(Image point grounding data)
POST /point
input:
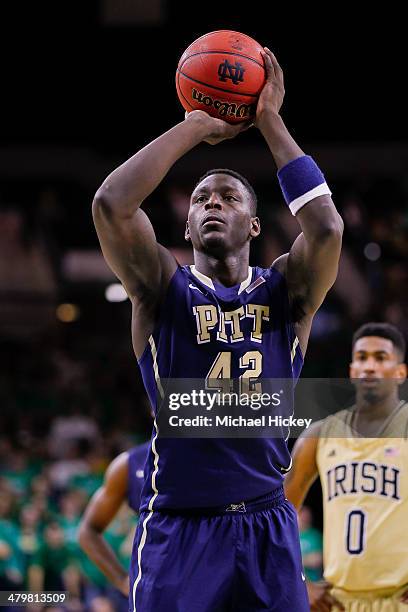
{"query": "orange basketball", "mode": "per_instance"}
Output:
(221, 73)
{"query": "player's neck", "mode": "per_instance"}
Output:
(229, 271)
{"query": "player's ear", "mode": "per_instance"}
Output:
(255, 227)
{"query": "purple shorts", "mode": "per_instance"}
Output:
(241, 558)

**Task details:** Please repeat every record exactly as it stands, leaving out any pictures.

**Written response:**
POST /point
input:
{"query": "orange basketball", "mode": "per_instance"}
Output:
(221, 73)
{"query": "player's neck", "mode": "per_instance"}
Output:
(229, 271)
{"query": "player's ear", "mode": "per_instance"}
Output:
(255, 227)
{"query": "purple shorts", "mode": "per_instance"}
Output:
(241, 558)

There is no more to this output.